== RECORDED DATA

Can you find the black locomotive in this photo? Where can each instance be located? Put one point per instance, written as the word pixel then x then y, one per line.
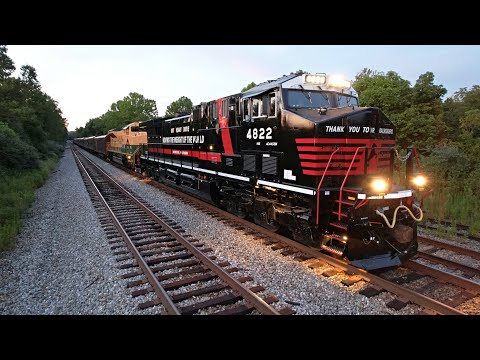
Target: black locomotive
pixel 297 154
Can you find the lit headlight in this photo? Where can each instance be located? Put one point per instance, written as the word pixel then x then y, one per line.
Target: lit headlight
pixel 419 180
pixel 379 185
pixel 314 79
pixel 338 82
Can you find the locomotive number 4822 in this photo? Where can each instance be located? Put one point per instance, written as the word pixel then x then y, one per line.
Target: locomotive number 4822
pixel 260 134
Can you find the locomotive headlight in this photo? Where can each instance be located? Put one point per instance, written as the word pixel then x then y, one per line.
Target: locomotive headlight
pixel 379 185
pixel 339 82
pixel 419 180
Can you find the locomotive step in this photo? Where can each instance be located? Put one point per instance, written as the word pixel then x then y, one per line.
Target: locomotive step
pixel 351 203
pixel 333 249
pixel 341 214
pixel 339 225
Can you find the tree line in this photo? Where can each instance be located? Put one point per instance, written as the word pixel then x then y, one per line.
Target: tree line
pixel 133 107
pixel 446 132
pixel 32 127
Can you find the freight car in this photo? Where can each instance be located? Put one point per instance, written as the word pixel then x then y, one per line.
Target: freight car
pixel 298 154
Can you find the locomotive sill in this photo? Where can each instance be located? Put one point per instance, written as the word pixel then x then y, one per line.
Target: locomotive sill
pixel 398 195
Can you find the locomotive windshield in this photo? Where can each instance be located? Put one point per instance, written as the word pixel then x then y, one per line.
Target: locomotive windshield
pixel 317 99
pixel 344 100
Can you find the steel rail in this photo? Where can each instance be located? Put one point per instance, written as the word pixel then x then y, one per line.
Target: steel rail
pixel 170 307
pixel 398 290
pixel 249 296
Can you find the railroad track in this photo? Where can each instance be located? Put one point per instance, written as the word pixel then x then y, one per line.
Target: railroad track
pixel 447 227
pixel 399 284
pixel 165 262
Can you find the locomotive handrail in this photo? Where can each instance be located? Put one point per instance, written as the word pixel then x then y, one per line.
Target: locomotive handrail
pixel 344 181
pixel 320 184
pixel 348 173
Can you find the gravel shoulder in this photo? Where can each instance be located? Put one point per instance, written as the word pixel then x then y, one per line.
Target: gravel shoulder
pixel 290 281
pixel 62 263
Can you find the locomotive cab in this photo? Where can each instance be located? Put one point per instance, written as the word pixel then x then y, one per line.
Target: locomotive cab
pixel 298 155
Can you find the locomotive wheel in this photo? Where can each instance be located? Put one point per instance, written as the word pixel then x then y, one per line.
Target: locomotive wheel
pixel 261 218
pixel 236 210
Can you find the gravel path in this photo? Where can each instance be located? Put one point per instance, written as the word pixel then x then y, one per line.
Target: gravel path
pixel 283 277
pixel 62 263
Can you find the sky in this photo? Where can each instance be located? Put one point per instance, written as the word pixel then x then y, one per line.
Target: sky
pixel 86 79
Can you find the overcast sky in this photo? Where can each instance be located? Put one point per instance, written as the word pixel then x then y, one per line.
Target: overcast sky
pixel 86 80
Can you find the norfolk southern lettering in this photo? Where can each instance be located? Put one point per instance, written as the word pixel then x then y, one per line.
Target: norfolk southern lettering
pixel 184 139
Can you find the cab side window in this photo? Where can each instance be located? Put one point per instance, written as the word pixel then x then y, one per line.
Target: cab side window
pixel 272 105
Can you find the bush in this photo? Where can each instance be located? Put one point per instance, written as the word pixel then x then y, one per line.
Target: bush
pixel 15 153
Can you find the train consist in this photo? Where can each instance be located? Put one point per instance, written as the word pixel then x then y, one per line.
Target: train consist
pixel 121 145
pixel 298 155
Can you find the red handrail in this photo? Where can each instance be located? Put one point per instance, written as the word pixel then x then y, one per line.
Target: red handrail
pixel 320 184
pixel 344 181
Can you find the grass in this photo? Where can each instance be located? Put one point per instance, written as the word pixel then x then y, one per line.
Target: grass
pixel 460 207
pixel 17 194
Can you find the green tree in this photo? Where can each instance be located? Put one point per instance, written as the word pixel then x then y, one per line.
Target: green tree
pixel 134 107
pixel 29 76
pixel 387 91
pixel 181 105
pixel 6 63
pixel 249 86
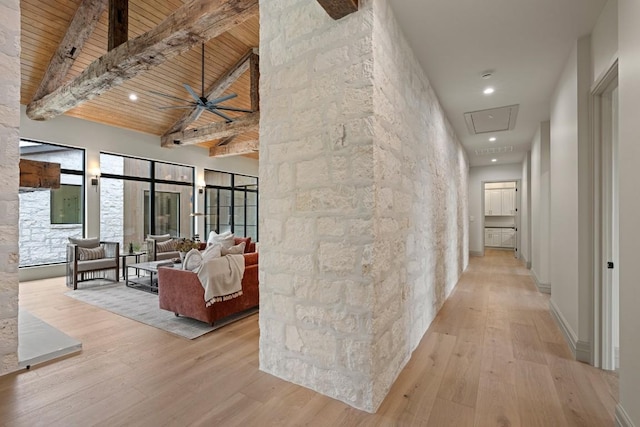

====

# DIRECTIONS FOR THIS TASK
Leaving pictures aside, write out each record above exactly as given.

# REPLY TO THE EXERCISE
Can you find the black locomotive in this photo? Where can each instance be located? Put one point per instance, written as the word pixel then x then y, one per line.
Target: black locomotive
pixel 297 154
Can you find the lit headlight in this photo? Where can each instance be located? Put one point per instance, written as the word pixel then x then y, one per line.
Target: lit headlight
pixel 419 180
pixel 379 185
pixel 314 79
pixel 338 82
Can you find the locomotive number 4822 in this photo? Where can each instance be located? Put one point per instance, written as the word pixel then x then y, one per line.
Target: locomotive number 4822
pixel 260 134
Can you find the locomotive headlight in this photo? Where can each instance be located? Put one point per instance, written as the word pixel then x then y, one per line.
Target: locomotive headlight
pixel 379 185
pixel 339 82
pixel 419 180
Can you find the locomotive step in this photo? Where can each instance be located? Put one point per instance, written as the word pixel then x then y, one per line.
Target: locomotive step
pixel 351 203
pixel 333 249
pixel 341 214
pixel 339 225
Can you find the tree line in this photo? Where can each instance be located? Put one point per instance, written as the word pixel then x then y, one per line.
Target: tree line
pixel 133 107
pixel 446 132
pixel 32 127
Can you find the freight car in this photo? Where can each instance be located? Put one point per instance, written as the word pixel then x then y, one per line.
Target: freight car
pixel 298 154
Can you find the locomotive sill in this photo? Where can each instance be located? Put one point per instance, written as the word pixel then x then y, one per line.
Target: locomotive sill
pixel 398 195
Can you find the locomotive windshield in this photo? Where can each instance be located? Put one point per instance, written as the word pixel then x then y, one per line.
Target: locomotive windshield
pixel 317 99
pixel 344 100
Can you find the steel rail in this photo? Where can each instance be located? Put one point per instance, written as the word pixel then x then y, one per line.
Target: steel rail
pixel 170 307
pixel 398 290
pixel 249 296
Can you find the railroad track in this photo? Where can each instance be located? Put one point per instance, written as the word pixel then x then y, one per line.
Target: railroad track
pixel 447 227
pixel 399 284
pixel 165 262
Can you find the locomotive handrail in this photo? Where can each instance be located? Put one point per instance, written as the word pixel then x then y, one per line.
Target: locomotive handrail
pixel 344 181
pixel 320 184
pixel 348 173
Can you find the gravel shoulder in this photo? Where can each instance be located? Put one point per instance, written as the word pixel then x then y, one per line.
Target: gravel shoulder
pixel 290 281
pixel 62 263
Can you find the locomotive cab in this photo? Where can each instance be located? Put one point per instance, written as the word pixel then x then y, one per line.
Target: locomotive cab
pixel 298 155
Can you find the locomotive wheel in this photo? Where can each instance be located? Put one point per instance, written as the word pixel then x then y, one per line.
Target: locomotive wheel
pixel 261 218
pixel 236 210
Can you find the gravel path in this photo? Where can each instance be located? Put one point per instance, written as the word pixel then x then y, one per line.
Target: gravel path
pixel 283 277
pixel 62 263
Can you find the sky in this photo? Where can each instance be located? Put one point per instance, written as the word pixel then x then y, one per line.
Target: sky
pixel 86 79
Can you find the overcast sky in this photo? Where can each instance be located? Put one point per instance, written as the word pixel then x then y, one per line.
Target: overcast sky
pixel 86 80
Can you find the norfolk southern lettering in this photo? Where can each instance be located? Put one point per instance, written as the word pixel then x then y, one per line.
Target: norfolk southern lettering
pixel 184 139
Can you find the cab side window in this photo? Where can each instance be located? Put one point per instance, written as the word pixel then x then y, one per line.
Target: cab side window
pixel 272 105
Can you find the bush in this photo? Where can each instance be located? Put one point per instance, written as the word pixel then x then y, one per line.
Target: bush
pixel 15 153
Can you find the train consist in this photo? Where can each instance be located? Put one point per instance, written as the word pixel then x then y, one per line.
Target: train consist
pixel 121 145
pixel 298 155
Can you find the red handrail in this photo? Where can each instance be located? Put one point per instance, written as the word pixel then x then y, one per line.
Target: red handrail
pixel 320 184
pixel 344 181
Can you find the grass in this photo? Where can each instance be located? Put one point per instance, written as the word pixel then x then y, one per line.
Target: grass
pixel 460 207
pixel 17 194
Can you find the green tree in this photo? Where can each instance be located? Put one point per instance, written as the word pixel then x then y, one per line.
Target: green tree
pixel 134 107
pixel 29 76
pixel 387 91
pixel 181 105
pixel 6 63
pixel 249 86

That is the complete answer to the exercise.